Set exercise ::
Copy the records from the start through the line containing "column 145, row 515", switching every "Would you be so kind as to mark" to "Please mark" and leaving all else unchanged.

-- Recorded information start --

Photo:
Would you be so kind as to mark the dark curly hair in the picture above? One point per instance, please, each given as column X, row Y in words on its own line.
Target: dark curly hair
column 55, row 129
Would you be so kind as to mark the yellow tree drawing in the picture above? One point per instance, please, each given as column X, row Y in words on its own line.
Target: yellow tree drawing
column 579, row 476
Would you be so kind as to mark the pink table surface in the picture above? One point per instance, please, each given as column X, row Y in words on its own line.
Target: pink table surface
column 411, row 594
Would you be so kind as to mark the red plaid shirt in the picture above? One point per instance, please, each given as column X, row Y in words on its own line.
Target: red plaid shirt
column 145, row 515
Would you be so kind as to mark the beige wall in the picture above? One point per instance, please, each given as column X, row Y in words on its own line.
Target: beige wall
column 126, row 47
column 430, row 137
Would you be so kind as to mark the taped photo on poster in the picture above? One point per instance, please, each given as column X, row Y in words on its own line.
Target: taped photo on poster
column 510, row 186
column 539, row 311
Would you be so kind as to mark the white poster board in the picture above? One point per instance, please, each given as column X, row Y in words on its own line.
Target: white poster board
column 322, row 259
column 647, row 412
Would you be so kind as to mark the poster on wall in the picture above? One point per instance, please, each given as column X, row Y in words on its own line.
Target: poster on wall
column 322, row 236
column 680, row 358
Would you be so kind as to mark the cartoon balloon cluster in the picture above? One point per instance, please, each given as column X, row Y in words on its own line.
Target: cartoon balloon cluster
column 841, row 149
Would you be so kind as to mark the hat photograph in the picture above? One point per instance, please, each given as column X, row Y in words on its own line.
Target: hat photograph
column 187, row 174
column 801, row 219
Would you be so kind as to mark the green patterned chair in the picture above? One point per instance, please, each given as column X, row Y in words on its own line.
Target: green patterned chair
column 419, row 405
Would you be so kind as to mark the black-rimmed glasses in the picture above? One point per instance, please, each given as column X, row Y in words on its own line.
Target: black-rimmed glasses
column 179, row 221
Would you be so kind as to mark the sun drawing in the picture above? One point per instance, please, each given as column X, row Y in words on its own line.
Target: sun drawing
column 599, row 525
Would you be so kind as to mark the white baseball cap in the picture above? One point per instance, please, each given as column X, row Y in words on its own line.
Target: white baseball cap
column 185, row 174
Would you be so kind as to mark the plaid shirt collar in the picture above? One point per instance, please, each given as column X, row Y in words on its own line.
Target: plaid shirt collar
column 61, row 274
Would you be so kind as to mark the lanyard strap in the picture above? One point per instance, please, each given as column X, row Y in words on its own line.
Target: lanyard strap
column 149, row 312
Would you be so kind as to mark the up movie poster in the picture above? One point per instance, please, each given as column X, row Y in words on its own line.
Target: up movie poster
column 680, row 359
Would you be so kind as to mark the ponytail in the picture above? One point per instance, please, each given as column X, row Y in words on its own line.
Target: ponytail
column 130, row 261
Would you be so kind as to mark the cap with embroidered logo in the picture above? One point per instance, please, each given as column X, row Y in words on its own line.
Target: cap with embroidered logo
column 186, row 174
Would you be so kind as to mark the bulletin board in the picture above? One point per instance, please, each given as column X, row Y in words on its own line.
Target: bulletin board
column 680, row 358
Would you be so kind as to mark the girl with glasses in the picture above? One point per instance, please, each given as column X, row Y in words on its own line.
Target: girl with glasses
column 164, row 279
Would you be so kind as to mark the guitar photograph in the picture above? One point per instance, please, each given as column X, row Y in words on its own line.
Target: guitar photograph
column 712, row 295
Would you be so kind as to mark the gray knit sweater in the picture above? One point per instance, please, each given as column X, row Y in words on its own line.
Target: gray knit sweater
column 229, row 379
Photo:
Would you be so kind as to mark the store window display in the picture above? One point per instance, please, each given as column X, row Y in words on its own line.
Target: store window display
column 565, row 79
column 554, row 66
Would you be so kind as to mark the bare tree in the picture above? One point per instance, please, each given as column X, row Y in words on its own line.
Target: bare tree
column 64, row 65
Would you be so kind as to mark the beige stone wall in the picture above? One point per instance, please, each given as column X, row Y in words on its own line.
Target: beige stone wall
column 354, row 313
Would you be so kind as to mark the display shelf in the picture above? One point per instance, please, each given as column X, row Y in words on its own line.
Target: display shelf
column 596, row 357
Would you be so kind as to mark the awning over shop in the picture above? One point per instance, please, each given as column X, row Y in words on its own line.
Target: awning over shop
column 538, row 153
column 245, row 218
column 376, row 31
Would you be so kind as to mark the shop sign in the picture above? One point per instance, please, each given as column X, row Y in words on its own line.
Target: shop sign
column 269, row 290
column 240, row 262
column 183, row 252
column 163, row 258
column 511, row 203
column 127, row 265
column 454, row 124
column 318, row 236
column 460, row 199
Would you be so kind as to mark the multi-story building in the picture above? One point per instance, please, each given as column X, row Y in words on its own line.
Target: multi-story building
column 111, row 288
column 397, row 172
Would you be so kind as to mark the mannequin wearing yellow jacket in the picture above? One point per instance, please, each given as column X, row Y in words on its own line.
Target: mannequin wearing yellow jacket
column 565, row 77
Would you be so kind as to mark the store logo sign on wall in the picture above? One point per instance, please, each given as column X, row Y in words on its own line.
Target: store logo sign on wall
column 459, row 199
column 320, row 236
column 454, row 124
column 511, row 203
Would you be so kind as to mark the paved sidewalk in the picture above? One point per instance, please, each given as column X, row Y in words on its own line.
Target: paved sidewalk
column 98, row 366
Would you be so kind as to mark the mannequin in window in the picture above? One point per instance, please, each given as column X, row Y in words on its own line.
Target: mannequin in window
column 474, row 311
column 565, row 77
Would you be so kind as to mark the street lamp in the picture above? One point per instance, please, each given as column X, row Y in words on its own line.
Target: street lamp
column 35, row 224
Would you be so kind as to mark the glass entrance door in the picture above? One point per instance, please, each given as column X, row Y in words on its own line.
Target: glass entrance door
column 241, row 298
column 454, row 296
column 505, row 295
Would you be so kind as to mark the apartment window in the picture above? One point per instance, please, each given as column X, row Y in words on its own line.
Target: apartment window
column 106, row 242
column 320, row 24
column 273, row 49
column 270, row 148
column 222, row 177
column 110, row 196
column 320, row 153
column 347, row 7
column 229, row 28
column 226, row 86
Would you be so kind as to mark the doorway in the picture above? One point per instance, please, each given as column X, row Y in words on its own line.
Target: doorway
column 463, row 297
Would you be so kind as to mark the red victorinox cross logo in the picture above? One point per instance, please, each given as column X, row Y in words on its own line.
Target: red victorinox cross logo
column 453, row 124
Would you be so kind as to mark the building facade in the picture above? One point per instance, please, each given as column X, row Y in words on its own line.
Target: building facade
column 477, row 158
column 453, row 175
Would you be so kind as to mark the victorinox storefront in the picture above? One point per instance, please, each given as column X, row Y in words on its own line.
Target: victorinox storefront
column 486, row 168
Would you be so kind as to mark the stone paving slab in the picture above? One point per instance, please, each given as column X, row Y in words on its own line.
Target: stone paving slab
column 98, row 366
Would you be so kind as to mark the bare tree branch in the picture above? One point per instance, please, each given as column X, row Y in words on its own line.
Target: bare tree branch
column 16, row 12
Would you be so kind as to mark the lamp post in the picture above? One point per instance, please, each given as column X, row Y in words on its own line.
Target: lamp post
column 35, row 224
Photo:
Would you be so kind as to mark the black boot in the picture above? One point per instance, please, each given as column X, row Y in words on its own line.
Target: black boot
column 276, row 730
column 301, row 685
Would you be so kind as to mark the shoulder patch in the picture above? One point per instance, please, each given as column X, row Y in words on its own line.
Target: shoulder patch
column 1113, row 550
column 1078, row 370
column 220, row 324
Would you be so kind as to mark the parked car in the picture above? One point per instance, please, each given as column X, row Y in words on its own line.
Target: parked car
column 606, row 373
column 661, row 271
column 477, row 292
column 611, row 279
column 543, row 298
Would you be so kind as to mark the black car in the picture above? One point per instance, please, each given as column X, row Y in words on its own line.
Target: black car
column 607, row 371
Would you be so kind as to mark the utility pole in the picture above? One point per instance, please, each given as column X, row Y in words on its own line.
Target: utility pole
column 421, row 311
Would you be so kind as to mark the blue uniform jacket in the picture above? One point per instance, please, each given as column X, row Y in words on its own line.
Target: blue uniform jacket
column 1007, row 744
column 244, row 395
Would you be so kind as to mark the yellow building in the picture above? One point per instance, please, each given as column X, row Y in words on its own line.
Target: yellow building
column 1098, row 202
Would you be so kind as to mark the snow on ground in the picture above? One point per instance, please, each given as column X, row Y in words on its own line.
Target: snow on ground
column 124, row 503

-- Recorded information end --

Correct result ::
Photo:
Please mark the dark curly hair in the picture above? One point per instance, please, each given as column X, row Y in words on its own line.
Target: dark curly hair
column 55, row 129
Please mark the yellow tree drawing in the picture above? One point per instance, please, each given as column X, row Y in words on its own line.
Target: yellow tree drawing
column 579, row 476
Please mark the pink table surface in the picture above? One point per instance, please, each given as column X, row Y in words on its own line.
Target: pink table surface
column 411, row 594
Please mark the red plaid shirt in the picture above? One point per instance, please, each given as column X, row Y in words on its own line.
Target: red plaid shirt
column 145, row 515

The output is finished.